• [Challenge] Please format the material as a JSON list of strings, one per line with blank lines omitted, starting at its first line and ending at the line that contains "x=250, y=161" (both included).

• [Data for the task]

━━━━━━━━━━━━━━━━

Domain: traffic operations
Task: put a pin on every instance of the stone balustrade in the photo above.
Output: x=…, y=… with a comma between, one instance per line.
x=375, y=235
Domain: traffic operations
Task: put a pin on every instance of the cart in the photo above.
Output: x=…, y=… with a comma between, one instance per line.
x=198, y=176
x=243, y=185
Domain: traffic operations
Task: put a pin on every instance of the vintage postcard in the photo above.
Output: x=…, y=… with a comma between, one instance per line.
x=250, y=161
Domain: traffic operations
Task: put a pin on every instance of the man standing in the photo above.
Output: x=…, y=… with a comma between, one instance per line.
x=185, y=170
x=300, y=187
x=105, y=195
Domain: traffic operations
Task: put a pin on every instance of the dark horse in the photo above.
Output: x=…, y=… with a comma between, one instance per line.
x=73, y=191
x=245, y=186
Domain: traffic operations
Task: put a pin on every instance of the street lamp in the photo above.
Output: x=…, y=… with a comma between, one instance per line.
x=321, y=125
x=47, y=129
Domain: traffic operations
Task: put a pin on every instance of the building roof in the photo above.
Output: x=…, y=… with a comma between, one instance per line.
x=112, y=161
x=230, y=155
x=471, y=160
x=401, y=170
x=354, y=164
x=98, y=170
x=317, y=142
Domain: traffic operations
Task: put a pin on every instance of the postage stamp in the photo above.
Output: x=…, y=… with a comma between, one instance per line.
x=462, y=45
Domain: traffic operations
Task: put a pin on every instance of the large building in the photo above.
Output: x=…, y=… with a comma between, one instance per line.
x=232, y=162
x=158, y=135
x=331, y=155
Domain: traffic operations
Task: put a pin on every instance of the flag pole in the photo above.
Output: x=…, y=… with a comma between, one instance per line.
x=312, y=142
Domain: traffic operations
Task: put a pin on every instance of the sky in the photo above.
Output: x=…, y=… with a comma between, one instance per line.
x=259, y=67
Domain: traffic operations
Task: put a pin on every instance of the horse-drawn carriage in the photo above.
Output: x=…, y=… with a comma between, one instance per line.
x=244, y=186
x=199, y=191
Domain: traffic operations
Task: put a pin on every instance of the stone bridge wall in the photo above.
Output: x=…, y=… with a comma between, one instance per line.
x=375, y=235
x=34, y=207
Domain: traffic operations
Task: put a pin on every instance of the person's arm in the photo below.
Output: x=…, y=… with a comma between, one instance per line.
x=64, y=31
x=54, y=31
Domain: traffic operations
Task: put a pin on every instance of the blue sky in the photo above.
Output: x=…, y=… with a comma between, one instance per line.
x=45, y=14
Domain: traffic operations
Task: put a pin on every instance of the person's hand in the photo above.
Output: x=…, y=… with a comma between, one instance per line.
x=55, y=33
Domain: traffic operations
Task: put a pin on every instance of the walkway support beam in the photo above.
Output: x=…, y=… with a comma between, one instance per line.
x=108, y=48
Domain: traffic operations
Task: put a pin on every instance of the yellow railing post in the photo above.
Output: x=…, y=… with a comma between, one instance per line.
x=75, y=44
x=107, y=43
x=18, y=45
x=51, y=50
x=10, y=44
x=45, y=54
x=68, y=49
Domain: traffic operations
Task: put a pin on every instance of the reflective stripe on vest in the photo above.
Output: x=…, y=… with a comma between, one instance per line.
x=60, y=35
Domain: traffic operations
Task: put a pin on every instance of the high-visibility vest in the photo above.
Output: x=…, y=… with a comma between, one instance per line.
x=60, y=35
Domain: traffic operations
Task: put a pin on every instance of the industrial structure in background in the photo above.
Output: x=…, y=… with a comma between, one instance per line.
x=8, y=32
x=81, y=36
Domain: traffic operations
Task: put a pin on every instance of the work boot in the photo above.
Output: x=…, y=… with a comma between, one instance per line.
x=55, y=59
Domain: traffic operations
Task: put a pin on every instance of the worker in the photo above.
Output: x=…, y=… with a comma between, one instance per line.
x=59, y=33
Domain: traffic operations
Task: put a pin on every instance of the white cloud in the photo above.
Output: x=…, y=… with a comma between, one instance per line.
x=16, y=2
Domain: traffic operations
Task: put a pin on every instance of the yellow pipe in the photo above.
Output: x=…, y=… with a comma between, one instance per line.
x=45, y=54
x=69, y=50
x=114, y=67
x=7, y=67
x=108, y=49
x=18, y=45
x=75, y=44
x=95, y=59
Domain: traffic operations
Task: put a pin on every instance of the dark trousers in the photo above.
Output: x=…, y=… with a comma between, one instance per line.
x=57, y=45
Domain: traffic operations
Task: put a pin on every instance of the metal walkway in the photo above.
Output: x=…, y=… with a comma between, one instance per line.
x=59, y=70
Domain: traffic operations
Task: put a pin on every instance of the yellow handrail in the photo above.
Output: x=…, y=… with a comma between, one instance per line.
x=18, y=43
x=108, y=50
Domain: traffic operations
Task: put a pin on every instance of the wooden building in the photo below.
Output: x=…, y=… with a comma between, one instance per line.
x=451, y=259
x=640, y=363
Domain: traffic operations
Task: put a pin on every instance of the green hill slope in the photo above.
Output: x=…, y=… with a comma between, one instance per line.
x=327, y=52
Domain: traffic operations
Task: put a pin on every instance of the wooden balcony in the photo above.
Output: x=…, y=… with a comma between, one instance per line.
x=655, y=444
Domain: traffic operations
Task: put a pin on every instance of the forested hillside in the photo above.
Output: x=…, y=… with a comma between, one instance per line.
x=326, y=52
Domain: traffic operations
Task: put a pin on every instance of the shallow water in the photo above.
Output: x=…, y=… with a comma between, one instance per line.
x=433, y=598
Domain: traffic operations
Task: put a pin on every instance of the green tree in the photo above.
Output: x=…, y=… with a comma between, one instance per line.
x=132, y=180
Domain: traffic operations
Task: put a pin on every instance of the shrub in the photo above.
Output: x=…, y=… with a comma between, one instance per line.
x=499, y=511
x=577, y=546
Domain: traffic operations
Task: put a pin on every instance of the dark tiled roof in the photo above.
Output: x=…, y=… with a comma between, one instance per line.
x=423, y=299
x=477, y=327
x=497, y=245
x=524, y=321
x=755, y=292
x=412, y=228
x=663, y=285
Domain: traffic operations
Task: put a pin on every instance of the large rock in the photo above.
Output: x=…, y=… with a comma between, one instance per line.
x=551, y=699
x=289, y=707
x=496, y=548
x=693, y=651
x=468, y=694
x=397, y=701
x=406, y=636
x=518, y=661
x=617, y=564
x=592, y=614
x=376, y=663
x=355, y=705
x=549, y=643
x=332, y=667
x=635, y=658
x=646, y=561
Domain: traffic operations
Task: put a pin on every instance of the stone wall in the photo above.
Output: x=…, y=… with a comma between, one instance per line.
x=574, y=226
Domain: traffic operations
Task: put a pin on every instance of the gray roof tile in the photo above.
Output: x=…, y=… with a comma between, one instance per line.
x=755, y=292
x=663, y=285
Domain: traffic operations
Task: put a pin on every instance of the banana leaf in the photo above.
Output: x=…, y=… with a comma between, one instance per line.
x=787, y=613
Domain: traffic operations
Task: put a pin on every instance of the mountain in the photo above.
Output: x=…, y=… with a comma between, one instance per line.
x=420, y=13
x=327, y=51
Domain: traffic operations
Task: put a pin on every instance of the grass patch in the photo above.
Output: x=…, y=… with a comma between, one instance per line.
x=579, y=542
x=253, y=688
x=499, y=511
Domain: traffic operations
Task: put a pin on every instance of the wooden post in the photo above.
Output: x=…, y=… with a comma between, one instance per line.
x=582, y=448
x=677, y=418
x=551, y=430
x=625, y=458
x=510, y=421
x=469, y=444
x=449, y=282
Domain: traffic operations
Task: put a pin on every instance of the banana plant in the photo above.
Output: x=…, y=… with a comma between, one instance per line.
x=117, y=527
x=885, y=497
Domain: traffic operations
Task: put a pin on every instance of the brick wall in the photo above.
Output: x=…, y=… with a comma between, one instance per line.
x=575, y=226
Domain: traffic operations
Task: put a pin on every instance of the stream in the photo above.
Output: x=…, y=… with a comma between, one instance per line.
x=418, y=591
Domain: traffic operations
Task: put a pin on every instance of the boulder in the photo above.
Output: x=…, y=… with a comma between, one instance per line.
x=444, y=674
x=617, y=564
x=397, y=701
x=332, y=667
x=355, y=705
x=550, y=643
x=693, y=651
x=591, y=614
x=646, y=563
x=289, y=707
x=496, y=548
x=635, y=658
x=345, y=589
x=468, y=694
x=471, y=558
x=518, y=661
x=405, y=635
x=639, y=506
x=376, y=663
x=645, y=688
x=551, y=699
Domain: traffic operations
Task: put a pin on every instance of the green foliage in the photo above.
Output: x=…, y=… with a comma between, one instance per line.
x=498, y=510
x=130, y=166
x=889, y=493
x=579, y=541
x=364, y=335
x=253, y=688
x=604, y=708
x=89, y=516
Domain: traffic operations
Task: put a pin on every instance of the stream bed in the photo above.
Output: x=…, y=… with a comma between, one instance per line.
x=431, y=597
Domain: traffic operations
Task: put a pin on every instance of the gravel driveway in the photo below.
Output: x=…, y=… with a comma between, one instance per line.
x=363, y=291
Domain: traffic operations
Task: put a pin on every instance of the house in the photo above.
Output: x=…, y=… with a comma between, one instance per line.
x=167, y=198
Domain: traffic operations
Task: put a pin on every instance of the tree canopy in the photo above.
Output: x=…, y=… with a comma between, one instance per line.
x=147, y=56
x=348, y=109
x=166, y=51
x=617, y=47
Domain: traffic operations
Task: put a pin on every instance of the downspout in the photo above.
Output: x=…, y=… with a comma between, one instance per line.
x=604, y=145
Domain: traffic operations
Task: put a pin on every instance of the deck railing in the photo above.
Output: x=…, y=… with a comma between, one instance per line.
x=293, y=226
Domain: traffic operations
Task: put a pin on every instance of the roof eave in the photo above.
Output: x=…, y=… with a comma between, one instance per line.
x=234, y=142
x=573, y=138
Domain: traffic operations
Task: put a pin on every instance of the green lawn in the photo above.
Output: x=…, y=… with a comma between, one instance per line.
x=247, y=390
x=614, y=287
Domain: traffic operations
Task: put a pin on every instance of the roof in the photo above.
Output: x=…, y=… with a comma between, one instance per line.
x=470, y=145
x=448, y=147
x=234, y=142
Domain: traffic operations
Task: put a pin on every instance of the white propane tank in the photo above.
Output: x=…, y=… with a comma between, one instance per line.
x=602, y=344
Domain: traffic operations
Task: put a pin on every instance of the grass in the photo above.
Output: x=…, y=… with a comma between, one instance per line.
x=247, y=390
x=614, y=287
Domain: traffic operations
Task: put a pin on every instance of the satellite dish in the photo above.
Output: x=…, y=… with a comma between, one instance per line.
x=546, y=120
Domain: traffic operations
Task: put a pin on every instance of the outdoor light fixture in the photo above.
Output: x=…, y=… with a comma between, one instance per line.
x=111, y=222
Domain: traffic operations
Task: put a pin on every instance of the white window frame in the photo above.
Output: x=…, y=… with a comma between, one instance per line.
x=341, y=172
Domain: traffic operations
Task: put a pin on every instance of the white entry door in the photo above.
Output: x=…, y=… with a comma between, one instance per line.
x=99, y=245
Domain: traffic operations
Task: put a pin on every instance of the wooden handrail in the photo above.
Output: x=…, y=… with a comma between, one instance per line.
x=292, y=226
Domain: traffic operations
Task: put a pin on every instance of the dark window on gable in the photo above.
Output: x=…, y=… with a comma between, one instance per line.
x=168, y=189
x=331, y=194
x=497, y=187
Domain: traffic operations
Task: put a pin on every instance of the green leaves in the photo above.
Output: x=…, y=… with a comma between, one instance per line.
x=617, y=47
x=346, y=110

━━━━━━━━━━━━━━━━

• [Response below]
[
  "Domain: traffic operations",
  "Task: put a pin on every instance of the stone balustrade in the photo above.",
  "Output: x=…, y=… with a comma between, one instance per line.",
  "x=375, y=235",
  "Domain: traffic operations",
  "Task: put a pin on every instance of the cart in the photo above.",
  "Output: x=…, y=… with a comma between, one instance per line.",
  "x=198, y=176",
  "x=243, y=185",
  "Domain: traffic operations",
  "Task: put a pin on every instance of the vintage postcard in the photo above.",
  "Output: x=…, y=… with a comma between, one instance per line.",
  "x=250, y=161"
]